Using the records below, copy out exactly the line that contains "In this exercise you will indicate the bridal" and every line that follows it, up to and including the last, and no others.
-=-=-=-=-
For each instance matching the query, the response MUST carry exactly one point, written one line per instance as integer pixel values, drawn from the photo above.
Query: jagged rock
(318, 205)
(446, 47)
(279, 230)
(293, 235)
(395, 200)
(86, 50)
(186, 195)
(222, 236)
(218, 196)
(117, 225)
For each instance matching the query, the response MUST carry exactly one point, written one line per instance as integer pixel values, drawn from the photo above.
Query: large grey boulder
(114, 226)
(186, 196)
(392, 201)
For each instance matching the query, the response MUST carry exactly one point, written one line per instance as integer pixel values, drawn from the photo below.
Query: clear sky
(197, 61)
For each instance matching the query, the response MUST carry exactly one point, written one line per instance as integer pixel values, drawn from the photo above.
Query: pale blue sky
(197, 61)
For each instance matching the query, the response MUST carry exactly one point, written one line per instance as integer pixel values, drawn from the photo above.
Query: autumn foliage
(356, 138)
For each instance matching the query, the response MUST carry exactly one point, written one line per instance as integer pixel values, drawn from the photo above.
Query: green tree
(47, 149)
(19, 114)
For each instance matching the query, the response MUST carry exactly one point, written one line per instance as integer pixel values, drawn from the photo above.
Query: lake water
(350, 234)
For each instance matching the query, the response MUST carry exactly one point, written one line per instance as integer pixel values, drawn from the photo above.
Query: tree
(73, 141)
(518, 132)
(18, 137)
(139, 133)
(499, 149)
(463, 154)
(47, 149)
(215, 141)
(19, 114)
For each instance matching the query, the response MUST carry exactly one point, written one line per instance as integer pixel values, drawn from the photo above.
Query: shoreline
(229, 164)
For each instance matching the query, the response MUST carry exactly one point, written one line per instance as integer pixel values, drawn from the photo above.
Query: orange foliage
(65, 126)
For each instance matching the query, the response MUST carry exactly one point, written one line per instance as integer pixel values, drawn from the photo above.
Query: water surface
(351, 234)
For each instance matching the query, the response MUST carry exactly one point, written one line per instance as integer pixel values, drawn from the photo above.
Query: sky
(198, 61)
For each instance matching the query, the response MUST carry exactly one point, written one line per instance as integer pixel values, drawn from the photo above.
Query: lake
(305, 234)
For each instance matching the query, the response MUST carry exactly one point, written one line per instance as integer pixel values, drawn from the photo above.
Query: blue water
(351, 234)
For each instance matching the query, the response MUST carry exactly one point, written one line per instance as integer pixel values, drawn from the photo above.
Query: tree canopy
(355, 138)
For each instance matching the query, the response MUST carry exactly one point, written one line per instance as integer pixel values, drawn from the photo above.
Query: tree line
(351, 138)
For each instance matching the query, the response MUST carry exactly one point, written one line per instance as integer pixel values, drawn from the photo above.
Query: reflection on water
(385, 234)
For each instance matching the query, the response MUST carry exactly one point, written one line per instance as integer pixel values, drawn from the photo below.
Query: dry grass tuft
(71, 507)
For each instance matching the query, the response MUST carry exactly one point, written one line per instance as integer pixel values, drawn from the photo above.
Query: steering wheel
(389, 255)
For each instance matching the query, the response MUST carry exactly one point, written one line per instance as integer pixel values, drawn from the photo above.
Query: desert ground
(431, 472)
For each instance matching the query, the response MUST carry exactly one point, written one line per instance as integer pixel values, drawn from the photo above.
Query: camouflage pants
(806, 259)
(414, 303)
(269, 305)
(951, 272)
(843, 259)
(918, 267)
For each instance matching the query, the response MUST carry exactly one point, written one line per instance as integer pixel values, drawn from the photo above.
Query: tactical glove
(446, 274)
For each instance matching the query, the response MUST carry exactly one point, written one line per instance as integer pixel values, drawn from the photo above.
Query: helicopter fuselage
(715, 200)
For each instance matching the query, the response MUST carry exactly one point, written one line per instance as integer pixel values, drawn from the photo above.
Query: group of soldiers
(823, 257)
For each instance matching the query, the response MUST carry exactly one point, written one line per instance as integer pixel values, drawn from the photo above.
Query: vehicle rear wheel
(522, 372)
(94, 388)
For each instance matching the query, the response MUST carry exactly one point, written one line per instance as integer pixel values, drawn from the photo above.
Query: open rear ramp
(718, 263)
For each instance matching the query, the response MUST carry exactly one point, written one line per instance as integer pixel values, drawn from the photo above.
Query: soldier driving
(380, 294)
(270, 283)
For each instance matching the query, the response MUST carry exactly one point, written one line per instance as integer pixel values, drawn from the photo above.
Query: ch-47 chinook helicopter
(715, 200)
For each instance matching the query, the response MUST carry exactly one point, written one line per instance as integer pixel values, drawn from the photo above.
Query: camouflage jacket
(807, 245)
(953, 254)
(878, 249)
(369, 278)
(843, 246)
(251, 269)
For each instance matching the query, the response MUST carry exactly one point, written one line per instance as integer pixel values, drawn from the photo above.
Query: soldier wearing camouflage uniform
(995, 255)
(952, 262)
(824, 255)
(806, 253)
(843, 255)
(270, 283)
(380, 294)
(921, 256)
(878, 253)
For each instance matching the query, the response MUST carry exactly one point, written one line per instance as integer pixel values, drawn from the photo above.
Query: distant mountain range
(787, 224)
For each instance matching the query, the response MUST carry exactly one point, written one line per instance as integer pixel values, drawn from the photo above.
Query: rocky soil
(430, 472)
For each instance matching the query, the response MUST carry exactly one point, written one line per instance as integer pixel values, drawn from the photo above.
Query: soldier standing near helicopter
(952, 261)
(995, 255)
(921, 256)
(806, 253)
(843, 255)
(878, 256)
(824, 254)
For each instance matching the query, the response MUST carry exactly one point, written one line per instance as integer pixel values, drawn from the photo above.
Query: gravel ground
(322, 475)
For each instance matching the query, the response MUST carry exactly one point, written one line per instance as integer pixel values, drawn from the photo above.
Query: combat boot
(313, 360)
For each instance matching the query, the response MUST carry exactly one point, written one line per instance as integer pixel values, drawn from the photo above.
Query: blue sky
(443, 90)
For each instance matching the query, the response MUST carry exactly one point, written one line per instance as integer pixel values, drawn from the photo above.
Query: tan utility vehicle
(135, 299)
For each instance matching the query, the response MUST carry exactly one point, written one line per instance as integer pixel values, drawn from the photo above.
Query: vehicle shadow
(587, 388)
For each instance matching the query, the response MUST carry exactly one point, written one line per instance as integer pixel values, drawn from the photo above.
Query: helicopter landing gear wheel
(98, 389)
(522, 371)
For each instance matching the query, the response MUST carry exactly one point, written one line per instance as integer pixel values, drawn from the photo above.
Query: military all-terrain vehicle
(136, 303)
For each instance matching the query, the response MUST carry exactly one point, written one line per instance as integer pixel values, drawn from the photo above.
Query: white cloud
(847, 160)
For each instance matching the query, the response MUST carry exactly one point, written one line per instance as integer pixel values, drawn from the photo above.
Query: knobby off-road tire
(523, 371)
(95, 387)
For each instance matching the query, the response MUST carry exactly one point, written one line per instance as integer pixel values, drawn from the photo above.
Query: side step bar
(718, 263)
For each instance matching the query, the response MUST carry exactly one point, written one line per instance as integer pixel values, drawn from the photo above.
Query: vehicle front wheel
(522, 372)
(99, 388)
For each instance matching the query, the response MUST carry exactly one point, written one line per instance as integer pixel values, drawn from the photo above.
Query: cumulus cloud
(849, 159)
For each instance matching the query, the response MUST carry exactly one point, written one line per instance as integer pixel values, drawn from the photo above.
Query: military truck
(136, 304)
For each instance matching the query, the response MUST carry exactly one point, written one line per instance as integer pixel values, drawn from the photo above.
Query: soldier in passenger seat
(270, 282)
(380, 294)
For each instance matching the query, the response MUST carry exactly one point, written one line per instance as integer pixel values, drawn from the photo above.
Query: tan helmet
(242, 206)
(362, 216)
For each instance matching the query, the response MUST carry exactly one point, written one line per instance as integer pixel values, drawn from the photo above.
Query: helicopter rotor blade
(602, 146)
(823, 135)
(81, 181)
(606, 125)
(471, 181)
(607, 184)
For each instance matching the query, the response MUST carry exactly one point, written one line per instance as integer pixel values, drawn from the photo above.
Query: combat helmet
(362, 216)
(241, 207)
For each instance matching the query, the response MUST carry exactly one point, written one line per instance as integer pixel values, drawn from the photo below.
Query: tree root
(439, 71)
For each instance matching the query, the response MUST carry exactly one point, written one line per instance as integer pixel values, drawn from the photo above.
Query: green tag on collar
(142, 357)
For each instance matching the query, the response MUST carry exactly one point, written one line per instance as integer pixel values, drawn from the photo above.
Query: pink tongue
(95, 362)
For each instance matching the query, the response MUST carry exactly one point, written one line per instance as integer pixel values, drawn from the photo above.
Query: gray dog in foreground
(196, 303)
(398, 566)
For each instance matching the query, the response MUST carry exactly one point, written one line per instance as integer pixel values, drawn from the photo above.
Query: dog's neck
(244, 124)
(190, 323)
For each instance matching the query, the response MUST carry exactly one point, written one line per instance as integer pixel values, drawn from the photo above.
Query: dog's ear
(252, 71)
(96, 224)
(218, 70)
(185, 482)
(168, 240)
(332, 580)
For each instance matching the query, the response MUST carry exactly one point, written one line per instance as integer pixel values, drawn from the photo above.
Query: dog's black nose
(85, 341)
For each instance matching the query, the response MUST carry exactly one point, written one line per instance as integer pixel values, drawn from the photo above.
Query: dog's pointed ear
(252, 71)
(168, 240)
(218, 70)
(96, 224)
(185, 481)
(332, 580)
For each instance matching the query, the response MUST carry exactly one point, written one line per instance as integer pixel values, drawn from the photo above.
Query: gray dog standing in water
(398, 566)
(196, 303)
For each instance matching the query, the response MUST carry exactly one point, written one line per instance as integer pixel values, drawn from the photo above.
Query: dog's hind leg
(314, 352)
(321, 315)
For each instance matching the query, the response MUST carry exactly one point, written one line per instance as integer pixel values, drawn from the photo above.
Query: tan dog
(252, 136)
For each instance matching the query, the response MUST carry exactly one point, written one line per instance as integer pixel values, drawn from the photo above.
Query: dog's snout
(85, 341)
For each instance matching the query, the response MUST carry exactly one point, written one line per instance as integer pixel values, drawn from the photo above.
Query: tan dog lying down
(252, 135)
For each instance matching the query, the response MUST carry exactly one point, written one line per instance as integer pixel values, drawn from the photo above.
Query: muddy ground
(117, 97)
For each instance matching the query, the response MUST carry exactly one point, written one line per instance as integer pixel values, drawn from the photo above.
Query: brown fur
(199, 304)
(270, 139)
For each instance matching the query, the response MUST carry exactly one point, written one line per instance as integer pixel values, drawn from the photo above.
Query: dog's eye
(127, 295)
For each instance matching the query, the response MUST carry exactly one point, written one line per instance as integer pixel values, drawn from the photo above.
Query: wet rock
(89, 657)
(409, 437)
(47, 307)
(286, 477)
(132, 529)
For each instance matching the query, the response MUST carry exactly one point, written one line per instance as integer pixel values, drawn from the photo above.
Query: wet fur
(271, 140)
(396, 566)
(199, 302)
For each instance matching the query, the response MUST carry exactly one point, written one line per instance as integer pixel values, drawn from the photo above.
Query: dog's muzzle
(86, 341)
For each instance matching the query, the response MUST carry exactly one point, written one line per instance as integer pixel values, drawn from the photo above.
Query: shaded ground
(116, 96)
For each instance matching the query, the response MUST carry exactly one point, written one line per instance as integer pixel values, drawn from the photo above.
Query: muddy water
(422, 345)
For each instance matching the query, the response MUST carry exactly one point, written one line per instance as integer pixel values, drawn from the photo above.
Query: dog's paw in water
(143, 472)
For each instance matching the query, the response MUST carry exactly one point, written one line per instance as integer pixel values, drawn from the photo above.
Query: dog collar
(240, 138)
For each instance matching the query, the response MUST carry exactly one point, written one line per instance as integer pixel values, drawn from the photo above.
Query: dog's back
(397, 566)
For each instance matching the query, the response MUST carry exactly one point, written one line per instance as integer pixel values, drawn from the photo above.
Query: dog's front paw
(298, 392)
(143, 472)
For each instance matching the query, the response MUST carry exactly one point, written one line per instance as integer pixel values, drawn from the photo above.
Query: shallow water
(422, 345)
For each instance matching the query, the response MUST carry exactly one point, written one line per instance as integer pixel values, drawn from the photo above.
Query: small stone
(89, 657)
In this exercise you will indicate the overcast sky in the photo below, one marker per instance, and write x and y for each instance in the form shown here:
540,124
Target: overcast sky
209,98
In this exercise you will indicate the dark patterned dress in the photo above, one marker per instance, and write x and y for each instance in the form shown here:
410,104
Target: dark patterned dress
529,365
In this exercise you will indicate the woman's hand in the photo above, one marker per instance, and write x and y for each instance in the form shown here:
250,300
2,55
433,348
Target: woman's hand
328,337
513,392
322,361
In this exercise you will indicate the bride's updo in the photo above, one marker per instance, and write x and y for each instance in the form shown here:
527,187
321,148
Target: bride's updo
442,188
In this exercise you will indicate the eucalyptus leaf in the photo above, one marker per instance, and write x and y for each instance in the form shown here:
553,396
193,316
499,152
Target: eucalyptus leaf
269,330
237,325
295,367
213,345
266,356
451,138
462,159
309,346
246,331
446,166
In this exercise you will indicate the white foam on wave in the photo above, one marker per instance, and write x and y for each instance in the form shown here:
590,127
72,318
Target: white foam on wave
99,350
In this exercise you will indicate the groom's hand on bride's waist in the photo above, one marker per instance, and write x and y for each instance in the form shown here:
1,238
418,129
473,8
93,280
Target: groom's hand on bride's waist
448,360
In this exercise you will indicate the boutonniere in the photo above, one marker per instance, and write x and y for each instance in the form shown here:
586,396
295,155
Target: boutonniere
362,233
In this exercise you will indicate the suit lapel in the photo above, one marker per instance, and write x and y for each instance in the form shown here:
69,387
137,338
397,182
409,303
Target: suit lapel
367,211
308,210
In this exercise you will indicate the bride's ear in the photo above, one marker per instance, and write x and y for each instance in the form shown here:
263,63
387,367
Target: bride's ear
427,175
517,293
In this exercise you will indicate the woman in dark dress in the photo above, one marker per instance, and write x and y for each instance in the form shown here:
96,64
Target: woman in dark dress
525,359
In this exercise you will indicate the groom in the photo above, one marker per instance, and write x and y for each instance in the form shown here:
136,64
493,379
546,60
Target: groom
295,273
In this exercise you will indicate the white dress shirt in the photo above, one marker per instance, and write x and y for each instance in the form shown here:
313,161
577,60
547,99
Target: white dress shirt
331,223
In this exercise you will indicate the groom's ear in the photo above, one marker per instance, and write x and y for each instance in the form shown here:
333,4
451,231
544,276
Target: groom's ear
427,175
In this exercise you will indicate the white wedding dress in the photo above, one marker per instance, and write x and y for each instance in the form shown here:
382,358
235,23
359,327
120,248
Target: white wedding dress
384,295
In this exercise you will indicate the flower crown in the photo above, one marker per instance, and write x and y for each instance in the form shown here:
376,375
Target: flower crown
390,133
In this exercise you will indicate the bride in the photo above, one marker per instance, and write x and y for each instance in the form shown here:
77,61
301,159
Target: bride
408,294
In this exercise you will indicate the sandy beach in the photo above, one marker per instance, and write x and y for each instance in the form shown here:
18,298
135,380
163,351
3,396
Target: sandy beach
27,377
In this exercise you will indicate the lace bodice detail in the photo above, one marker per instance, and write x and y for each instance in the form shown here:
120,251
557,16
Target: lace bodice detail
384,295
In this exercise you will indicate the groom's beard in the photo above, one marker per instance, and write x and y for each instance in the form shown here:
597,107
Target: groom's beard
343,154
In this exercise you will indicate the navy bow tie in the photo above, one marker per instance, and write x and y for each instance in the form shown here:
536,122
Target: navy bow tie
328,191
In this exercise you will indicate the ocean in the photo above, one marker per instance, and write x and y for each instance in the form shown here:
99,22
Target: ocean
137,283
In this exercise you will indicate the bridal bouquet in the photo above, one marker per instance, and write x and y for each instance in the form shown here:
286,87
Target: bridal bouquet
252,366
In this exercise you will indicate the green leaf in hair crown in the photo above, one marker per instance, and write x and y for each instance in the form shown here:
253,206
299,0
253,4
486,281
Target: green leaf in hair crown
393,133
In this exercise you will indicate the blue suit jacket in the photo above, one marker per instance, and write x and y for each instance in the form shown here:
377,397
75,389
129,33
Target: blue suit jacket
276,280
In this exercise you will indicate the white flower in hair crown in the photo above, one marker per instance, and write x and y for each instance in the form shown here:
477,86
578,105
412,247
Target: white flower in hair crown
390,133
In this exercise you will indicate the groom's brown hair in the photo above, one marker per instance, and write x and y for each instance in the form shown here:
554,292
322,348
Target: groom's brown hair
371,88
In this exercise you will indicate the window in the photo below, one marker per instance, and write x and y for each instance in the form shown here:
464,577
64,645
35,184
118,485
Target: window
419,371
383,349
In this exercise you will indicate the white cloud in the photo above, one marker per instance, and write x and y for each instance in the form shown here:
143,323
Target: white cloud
-=-=-=-=-
> **COMPLETE OUTPUT**
In this exercise you will indicate the bridal bouquet in the photo above, one marker per instance, and write x and y for each instance in the form shown here:
286,87
Target: bridal bouquet
252,366
In this exercise you will indicate the green leaf in hair crown in the photo above, one marker per instance, and write x and y for each instance in the form shown here:
253,206
299,0
253,4
486,281
Target: green leaf in hair crown
393,133
In this exercise you will indicate the blue suit jacket in the photo above, one marker per instance, and write x and y for each instance in the form shown here:
377,397
75,389
129,33
Target: blue suit jacket
276,280
In this exercise you will indicate the white flower in hair crown in the photo above, one marker per instance, and write x and y for each instance in the form shown here:
477,86
578,105
412,247
Target: white flower in hair crown
390,133
In this exercise you will indicate the groom's brown hair in the photo above, one marker per instance, and write x and y for each instance in the form shown here:
554,292
322,348
Target: groom's brown hair
371,88
In this exercise you will indicate the window in the photo below, one marker per instance, and write x and y for each instance in the form shown here:
464,577
64,645
35,184
118,485
Target: window
419,371
383,349
In this exercise you will indicate the white cloud in the photo above, one marker per instance, and write x and y for each instance in the form shown here:
143,323
Target: white cloud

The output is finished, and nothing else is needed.